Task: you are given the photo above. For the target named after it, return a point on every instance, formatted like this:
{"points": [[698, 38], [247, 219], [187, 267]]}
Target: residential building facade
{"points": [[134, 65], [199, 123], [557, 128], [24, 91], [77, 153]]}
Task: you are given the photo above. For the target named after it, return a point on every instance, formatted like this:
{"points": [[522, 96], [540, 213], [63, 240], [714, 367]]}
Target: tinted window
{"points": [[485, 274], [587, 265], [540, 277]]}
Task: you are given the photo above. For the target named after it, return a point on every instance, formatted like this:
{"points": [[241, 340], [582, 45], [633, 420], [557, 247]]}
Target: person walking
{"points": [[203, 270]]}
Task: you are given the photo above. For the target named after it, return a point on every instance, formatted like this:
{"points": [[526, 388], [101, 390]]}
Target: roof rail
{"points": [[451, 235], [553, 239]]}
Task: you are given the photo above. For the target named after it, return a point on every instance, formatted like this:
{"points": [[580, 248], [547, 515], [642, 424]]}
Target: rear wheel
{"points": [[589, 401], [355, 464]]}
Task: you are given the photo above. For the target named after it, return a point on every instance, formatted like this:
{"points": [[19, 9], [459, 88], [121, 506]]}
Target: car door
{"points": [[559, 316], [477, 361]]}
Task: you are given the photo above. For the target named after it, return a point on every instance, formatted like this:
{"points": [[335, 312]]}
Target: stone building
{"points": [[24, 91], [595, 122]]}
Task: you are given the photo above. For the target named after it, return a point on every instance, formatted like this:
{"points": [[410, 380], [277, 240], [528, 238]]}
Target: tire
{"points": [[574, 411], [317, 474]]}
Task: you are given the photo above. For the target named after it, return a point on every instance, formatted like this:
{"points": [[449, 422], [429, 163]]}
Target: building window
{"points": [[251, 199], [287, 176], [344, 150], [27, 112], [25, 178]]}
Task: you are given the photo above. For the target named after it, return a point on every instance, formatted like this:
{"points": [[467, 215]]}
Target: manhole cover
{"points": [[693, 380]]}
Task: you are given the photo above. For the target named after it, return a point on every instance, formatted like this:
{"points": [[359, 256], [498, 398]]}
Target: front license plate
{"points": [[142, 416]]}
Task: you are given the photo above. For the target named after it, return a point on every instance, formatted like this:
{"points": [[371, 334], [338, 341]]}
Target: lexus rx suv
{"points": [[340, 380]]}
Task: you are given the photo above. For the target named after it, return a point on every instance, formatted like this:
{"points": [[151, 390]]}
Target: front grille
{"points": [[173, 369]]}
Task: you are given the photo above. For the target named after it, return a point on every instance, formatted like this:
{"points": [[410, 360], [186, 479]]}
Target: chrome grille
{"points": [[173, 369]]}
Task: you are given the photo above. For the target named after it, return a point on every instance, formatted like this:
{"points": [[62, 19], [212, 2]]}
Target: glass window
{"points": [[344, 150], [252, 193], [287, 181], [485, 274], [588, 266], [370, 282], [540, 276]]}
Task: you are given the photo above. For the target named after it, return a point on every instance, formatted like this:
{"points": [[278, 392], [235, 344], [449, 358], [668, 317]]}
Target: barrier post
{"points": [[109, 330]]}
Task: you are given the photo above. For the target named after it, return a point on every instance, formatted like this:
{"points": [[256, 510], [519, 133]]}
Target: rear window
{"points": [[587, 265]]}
---
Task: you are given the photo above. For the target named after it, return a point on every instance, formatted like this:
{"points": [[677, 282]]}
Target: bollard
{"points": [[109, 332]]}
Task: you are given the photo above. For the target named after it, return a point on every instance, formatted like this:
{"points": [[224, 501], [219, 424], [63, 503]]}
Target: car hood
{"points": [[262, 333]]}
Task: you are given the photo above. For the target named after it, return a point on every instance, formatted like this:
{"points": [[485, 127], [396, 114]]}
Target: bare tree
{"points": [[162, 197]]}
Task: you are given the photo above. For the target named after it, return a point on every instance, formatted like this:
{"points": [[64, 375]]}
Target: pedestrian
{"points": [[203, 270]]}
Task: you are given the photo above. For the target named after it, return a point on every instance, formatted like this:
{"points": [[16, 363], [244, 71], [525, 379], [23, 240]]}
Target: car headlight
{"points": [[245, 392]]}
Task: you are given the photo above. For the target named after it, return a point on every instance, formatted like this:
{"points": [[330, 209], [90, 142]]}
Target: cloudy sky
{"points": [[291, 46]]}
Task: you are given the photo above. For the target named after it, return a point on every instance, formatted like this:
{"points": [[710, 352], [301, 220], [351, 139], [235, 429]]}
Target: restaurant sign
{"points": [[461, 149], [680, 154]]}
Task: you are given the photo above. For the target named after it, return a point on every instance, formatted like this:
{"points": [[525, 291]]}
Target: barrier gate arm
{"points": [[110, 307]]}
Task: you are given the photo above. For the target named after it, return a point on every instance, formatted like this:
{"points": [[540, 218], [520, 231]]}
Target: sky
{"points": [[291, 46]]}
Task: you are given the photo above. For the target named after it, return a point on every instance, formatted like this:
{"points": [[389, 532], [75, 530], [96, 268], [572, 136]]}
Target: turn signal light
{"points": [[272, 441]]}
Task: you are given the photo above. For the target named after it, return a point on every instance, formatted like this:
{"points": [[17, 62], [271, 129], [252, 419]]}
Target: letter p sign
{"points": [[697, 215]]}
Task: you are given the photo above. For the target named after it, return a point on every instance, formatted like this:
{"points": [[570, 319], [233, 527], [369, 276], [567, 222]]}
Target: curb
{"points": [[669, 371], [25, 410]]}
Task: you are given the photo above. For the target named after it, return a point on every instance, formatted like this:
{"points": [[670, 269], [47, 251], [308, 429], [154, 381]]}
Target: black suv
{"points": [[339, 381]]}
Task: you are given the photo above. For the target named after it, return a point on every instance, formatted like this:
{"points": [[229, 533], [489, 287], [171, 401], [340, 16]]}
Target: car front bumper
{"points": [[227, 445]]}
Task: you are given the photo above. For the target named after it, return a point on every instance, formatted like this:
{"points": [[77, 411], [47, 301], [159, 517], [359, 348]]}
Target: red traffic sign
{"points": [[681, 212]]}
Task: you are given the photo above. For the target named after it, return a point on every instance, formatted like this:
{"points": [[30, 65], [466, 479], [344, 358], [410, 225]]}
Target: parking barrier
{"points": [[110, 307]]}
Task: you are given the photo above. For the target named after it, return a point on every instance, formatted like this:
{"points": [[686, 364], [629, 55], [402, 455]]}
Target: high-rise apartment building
--
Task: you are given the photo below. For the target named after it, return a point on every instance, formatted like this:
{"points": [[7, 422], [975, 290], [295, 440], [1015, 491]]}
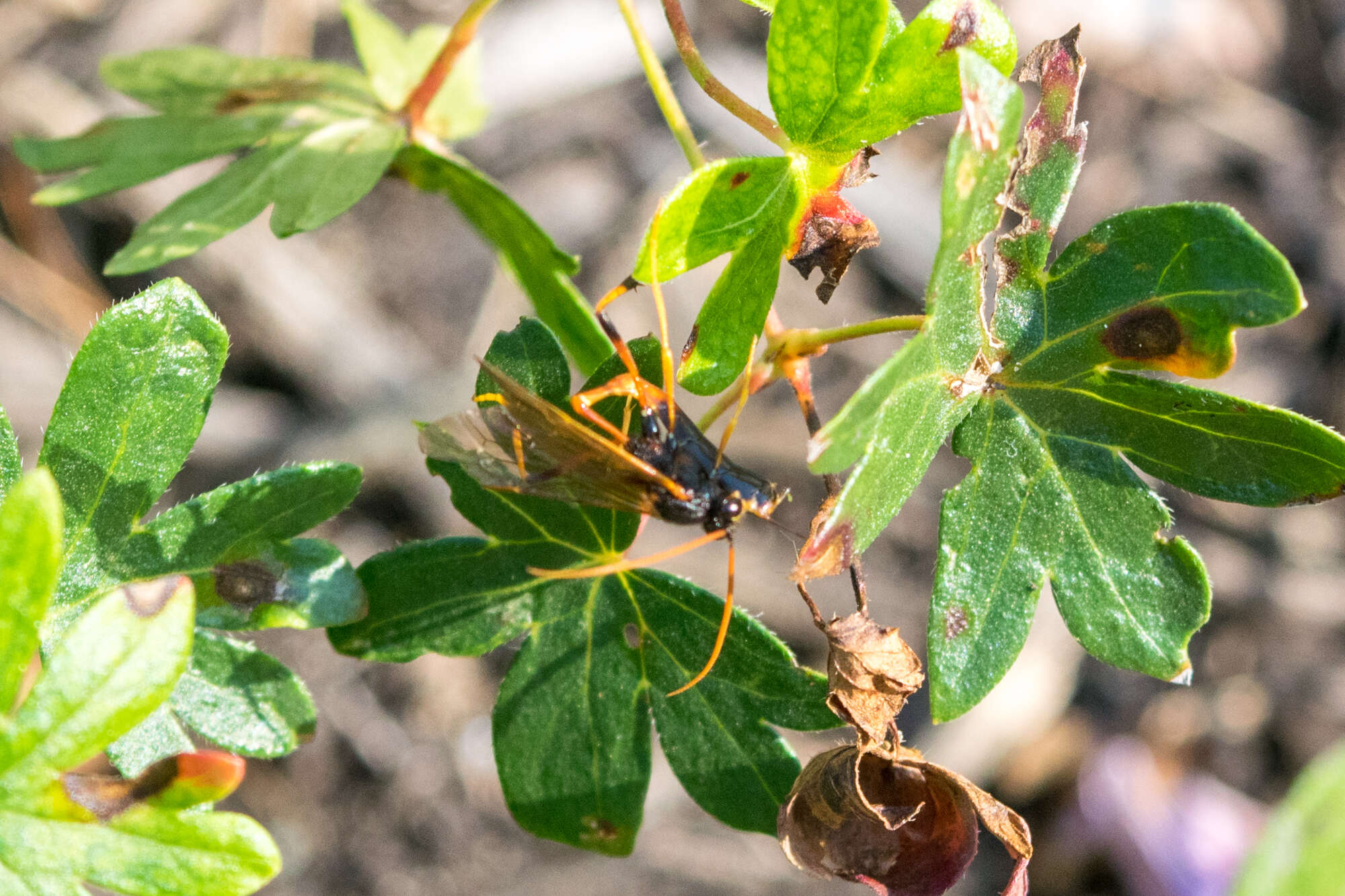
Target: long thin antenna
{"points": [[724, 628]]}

Work to do :: Pull out each line from the items above that contains the word "building".

Solution ::
Target: residential building facade
Target: stone building
Target: building window
Target: high-rise apartment building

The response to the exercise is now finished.